#### Document text
--- Begin ---
A range of acrylonitrile styrene polymer chemistries may be used in the polymer blends of the present invention. However, preferred polymers include acrylonitrile butadiene styrene (ABS), acrylonitrile styrene acrylate (ASA), styrene acrylonitrile, methyacrylate-acrylonitrile- butadiene-styrene, acrylonitrile-(ethylene-propylene-diene)-styrene, acrylonitrile-(chlorinated polyethylene)-styrene, and acrylonitrile ethylene styrene. Particularly preferred are ABS and ASA.

ABS and ASA are derived from acrylonitrile monomers, styrene monomers and a tertiary monomer which is a 1,3-butadiene monomer in the case of ABS or an acrylate monomer in the case of ASA.

Preferred tertiary monomers, once in the polymer, may have the structure:

It will be appreciated that the butadiene monomer structures allow for cross-linking. The ABS and ASA may be derived by polymerising the styrene and acrylonitrile polymers in the presence of pre-formed polymers of the tertiary monomer, thereby providing chains of tertiary monomer interspersed with poly(styrene-co-acrylonitrile).

The ABS and ASA may be derived from at least 15 % by weight of acrylonitrile, at least 40 % by weight of styrene, and at least 5 % by weight of the tertiary monomer. Preferably, none of the monomers are used in an amount of greater than 60 % by weight.
--- End ---
#### Things to do
#1 In the passage on acrylonitrile styrene polymer blends, which two polymers are named as particularly preferred?
#2 Please print the passage on acrylonitrile styrene polymer blends word for word, starting at "It will be appreciated" and ending at "interspersed with poly(styrene-co-acrylonitrile).".
#3 Write the next part of the passage on acrylonitrile styrene polymer blends, picking up after its final sentence.

Items drawn from a data source
--- Begin ---
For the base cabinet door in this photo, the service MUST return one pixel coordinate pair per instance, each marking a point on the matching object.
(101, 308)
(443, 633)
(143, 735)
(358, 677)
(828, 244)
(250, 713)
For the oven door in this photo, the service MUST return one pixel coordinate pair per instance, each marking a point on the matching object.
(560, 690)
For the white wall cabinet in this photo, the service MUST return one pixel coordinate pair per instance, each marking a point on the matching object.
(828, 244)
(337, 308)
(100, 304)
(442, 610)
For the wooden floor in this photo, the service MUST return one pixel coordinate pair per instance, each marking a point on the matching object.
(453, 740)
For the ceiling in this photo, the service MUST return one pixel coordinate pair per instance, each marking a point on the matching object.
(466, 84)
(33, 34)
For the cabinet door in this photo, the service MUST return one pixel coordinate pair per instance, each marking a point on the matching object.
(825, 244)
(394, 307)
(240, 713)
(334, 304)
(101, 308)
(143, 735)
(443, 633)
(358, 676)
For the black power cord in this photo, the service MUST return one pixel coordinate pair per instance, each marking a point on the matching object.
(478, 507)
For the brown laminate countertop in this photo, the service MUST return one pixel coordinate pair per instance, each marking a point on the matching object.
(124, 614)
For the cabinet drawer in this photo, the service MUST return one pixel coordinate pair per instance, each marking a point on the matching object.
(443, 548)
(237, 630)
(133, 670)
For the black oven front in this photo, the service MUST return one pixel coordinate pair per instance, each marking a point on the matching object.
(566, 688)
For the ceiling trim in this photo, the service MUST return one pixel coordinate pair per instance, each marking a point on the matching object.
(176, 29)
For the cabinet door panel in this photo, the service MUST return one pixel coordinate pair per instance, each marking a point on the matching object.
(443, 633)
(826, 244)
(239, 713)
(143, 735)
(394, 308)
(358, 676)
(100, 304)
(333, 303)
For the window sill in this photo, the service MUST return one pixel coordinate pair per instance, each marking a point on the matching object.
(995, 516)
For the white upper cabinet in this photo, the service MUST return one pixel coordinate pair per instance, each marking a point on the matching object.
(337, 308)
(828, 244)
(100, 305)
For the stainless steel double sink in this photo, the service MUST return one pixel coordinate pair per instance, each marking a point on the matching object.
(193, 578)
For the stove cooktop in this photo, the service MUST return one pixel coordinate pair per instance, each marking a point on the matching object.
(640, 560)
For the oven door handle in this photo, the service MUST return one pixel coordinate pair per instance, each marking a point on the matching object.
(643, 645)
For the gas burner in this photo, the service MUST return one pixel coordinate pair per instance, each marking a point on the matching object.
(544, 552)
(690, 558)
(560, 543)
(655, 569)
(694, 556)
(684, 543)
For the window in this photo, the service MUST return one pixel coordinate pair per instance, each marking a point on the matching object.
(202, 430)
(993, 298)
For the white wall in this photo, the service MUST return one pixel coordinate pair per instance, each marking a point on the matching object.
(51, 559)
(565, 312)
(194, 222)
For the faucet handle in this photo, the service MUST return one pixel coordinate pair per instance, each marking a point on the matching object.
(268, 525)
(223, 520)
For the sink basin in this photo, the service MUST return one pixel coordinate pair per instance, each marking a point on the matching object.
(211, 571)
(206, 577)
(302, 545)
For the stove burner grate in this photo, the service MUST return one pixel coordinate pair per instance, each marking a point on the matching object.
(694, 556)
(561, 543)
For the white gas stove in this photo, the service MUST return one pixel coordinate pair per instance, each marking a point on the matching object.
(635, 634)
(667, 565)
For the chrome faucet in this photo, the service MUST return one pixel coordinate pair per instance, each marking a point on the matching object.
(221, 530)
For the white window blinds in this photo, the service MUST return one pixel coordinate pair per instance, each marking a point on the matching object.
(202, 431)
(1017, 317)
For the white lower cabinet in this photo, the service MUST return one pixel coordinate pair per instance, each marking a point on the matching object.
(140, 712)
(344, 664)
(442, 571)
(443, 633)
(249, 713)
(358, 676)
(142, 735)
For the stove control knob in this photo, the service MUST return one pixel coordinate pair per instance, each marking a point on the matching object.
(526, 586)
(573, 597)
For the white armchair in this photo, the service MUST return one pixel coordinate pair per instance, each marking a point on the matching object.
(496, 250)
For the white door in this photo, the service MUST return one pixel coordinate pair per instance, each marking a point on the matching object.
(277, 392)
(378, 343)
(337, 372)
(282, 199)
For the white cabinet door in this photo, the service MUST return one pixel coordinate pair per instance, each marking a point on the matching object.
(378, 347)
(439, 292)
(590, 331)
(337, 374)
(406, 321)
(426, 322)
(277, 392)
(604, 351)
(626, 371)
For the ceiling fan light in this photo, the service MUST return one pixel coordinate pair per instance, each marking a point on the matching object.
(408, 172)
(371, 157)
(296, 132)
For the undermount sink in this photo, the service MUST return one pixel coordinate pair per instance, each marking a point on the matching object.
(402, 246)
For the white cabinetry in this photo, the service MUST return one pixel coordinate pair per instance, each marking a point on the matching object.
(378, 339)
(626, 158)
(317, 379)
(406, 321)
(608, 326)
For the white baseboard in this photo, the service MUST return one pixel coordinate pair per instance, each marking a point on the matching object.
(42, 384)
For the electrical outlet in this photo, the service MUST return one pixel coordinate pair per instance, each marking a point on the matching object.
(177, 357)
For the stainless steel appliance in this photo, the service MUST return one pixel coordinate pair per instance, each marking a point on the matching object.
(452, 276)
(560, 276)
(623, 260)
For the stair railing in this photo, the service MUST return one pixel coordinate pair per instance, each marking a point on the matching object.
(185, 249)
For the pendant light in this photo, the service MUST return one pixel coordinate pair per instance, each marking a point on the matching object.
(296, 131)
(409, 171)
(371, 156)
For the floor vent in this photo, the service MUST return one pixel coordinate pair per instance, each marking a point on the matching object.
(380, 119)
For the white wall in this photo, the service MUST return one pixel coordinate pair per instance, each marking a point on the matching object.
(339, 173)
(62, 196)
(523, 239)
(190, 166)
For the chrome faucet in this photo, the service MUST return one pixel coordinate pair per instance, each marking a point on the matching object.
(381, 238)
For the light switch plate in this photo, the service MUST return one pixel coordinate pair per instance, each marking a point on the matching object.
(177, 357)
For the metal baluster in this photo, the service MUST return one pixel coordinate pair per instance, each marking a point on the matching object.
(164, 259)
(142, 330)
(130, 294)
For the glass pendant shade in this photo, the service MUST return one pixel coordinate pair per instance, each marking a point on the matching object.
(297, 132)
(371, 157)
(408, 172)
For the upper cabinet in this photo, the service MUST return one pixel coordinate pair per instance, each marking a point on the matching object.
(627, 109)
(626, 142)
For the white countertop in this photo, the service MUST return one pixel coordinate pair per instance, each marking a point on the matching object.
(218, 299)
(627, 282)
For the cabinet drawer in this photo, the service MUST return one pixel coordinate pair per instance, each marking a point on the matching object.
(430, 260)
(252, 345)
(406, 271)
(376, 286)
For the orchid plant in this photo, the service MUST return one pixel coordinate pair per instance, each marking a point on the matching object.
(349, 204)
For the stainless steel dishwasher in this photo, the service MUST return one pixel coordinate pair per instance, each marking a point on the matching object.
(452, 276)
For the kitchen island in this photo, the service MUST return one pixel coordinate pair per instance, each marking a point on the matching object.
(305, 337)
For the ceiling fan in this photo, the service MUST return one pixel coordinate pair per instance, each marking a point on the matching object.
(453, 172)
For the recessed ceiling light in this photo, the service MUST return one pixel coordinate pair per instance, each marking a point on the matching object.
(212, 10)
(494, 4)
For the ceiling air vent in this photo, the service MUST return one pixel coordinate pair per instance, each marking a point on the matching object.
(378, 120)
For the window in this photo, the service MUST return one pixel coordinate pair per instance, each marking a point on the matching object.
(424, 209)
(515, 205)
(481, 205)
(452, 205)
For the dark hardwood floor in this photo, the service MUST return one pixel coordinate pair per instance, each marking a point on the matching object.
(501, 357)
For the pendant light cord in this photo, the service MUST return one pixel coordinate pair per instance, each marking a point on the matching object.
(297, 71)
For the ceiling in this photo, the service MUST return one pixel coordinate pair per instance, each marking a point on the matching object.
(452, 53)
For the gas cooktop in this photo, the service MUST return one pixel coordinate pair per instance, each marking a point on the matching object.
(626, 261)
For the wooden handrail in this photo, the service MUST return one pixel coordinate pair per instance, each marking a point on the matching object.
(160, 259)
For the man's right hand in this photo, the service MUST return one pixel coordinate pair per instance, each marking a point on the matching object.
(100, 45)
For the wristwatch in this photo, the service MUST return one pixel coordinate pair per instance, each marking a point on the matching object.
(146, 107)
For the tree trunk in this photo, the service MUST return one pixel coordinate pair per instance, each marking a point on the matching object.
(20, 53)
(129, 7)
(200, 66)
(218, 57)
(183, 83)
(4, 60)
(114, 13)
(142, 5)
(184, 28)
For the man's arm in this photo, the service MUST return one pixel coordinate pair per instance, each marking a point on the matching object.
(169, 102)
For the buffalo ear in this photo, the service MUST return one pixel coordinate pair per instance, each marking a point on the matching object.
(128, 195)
--- End ---
#### Task-by-task answers
#1 ABS and ASA.

#2
It will be appreciated that the butadiene monomer structures allow for cross-linking. The ABS and ASA may be derived by polymerising the styrene and acrylonitrile polymers in the presence of pre-formed polymers of the tertiary monomer, thereby providing chains of tertiary monomer interspersed with poly(styrene-co-acrylonitrile).

#3
Typically, ABS and ASA will be derived from up to 10 %, preferably up to 5 %, and more preferably up to 1 %, by weight of monomer other than acrylonitrile, styrene and tertiary monomers. ABS and ASA may be derived solely from the acrylonitrile, styrene and tertiary monomers.

Whether ABS or ASA is preferred will depend on the application. Where the polymer composition is to be directly exposed to daylight, then ASA may be preferred due to its enhanced UV stability. However, ABS may have slightly superior low temperature strength properties than ASA, making ABS the preferred option for use in a cold environment.

Suitable acrylonitrile styrene polymers may be obtained from INEOS Ltd or Chi Mei Corporation. For instance, Terluran HI-10 (INEOS) may be used as the ABS and Kibilac® PW-957 (Chi-Mei) may be used as the ASA.

The acrylonitrile styrene polymer is used in the polymer blend in an amount of at least 5 % by weight. Preferably, the acrylonitrile styrene polymer is used in the polymer blend in an amount of at least 7.5 %, preferably at least 10 %, and more preferably at least 12.5 %, by weight. These amounts of acrylonitrile styrene polymer may impart excellent mechanical properties to the blend. It will be appreciated that, where more than one type of acrylonitrile styrene polymer is used in the polymer blend, these values refer to the total amount of acrylonitrile styrene polymer that may be present.

Fire retardant polymer compositions

The fire retardant polymer blends of the present invention may be used in a fire retardant polymer composition. According, the present invention also provides a fire retardant polymer composition comprising: i) at least 50 % by weight of fire retardant polymer blend of the present invention; and ii) one or more polymer additives.

Typically, the polymer composition will comprise at least 70 %, preferably at least 80 %, and more preferably at least 90 %, by weight of the polymer blend.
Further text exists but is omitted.